FENOMENA MAL BAGI MASYARAKAT URBAN DI JAKARTA Amarena Nediari Interior Design Department, School of Design, BINUS Unoversity Jln. K.H. Syahdan No.9, Palmerah, Jakarta Barat 11480
[email protected]
ABSTRACT Mall building is a place where urban communities come together with their specific interest. People go to the mall with their independent needs without any emotional bonding between each other. As a public space, mall is trying to meet the needs of urban communities especially as an entertaining space for the visitors. Go to the mall has become a way of life in urban society, as a destination for the whole family. While on the other hand the existence of many mall building are the traits of sick city, because as a public space, city does not meet the social and environmental objectives anymore. Jakarta has more than 75 building mall, it has exceeded the limit of the population. Mall has become a phenomenon because it has met the lifestyle of urban society but on the other side mall has spent water absorption area. This disagreement about mall building requires a mall that friendly to the environment, so that the green open spaces and water absorption area can be provided or replaced as well. The next discussion is about mall that should build friendly to the environment and its importance to the urban community. Keywords: mall, urban society, phenomenon
ABSTRAK Bangunan mal merupakan sarana untuk berkerumunnya masyarakat urban dengan kepentingan tertentu. Kepergian masyarakat ke mal adalah sebuah kepentingan independen tanpa adanya ikatan emosional antara satu sama lain. Sebagai ruang publik, mal berusaha untuk memenuhi kebutuhan masyarakat urban terutama sebagai ruang rekreasi bagi pengunjungnya. Berkunjung ke mal telah menjadi sebuah gaya hidup dari masyarakat urban, sebagai destinasi bagi seluruh anggota keluarga. Sementara di lain sisi, keberadaan banyak mal merupakan ciri-ciri kota sakit karena sebagai ruang publik kota tidak memenuhi tujuan sosial dan lingkungan. Jakarta sudah memiliki lebih dari 75 bangunan mal, hal ini telah melebihi batas ideal dari jumlah penduduknya. Sungguh mal telah menjadi sebuah fenomena karena telah memenuhi gaya hidup dari masyarakat urban, namun sekaligus telah menghabiskan ruang publik serta kawasan resapan air. Adanya kontroversi yang diberikan dari bangunan mal in membutuhkan sebuah mal yang ramah terhadap lingkungan sekitarnya sehingga ruang terbuka hijau serta kawasan resapan air tetap dapat tersedia ataupun tergantikan dengan baik. Pembahasan selanjutnya adalah mengenai bangunan mal yang ramah terhadap lingkungan dan kepentingannya terhadap masyarakat urban. Kata kunci: mal, masyrakat urban, fenomena
Fenomena Mal Bagi ….. (Amarena Nediari)

Bahan Tugas ->
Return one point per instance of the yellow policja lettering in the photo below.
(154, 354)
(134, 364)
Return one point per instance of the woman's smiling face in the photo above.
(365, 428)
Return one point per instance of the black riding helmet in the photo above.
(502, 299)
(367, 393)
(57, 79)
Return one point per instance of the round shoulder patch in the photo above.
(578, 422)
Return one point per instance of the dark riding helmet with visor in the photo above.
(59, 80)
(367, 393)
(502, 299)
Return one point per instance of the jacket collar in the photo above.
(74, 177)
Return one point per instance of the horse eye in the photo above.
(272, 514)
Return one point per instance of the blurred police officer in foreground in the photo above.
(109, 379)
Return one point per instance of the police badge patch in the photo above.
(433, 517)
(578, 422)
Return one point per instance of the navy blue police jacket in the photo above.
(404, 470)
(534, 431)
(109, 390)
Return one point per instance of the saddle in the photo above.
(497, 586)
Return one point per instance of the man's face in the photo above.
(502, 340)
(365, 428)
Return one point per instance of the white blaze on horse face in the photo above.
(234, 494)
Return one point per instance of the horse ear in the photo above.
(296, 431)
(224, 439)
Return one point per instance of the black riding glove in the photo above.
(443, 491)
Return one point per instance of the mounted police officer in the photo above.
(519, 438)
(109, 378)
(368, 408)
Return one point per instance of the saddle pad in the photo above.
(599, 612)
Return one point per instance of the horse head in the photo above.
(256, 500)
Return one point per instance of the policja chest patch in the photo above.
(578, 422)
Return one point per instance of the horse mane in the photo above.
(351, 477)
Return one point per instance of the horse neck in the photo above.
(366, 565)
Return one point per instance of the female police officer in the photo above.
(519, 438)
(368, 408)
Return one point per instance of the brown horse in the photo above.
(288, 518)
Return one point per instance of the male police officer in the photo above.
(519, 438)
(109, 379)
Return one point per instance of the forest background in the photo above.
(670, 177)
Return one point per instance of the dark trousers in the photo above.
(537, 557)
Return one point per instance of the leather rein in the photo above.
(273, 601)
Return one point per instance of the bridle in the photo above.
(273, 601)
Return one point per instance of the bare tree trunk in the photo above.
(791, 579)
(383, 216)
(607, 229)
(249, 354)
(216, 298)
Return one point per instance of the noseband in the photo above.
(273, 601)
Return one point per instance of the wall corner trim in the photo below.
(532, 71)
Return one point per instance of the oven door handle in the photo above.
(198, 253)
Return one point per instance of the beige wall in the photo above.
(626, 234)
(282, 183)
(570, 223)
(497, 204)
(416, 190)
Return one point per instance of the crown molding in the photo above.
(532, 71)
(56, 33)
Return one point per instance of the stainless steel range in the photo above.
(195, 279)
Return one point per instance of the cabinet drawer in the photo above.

Hal yang Dikerjakan ->
a: Menurut abstrak tentang fenomena mal di Jakarta, berapa banyak bangunan mal yang sudah dimiliki Jakarta?
b: Tuliskan kembali tanpa perubahan sedikit pun bagian daftar di atas, mulai dari baris yang memuat "Return one point per instance of the bare" sampai baris terakhir daftar. Kedua baris ujungnya ikut ditulis.

Pembahasan Jawaban ->
a: Lebih dari 75 bangunan mal.

b:
Return one point per instance of the bare tree trunk in the photo above.
(791, 579)
(383, 216)
(607, 229)
(249, 354)
(216, 298)
Return one point per instance of the noseband in the photo above.
(273, 601)
Return one point per instance of the wall corner trim in the photo below.
(532, 71)
Return one point per instance of the oven door handle in the photo above.
(198, 253)
Return one point per instance of the beige wall in the photo above.
(626, 234)
(282, 183)
(570, 223)
(497, 204)
(416, 190)
Return one point per instance of the crown molding in the photo above.
(532, 71)
(56, 33)
Return one point per instance of the stainless steel range in the photo above.
(195, 279)
Return one point per instance of the cabinet drawer in the photo above.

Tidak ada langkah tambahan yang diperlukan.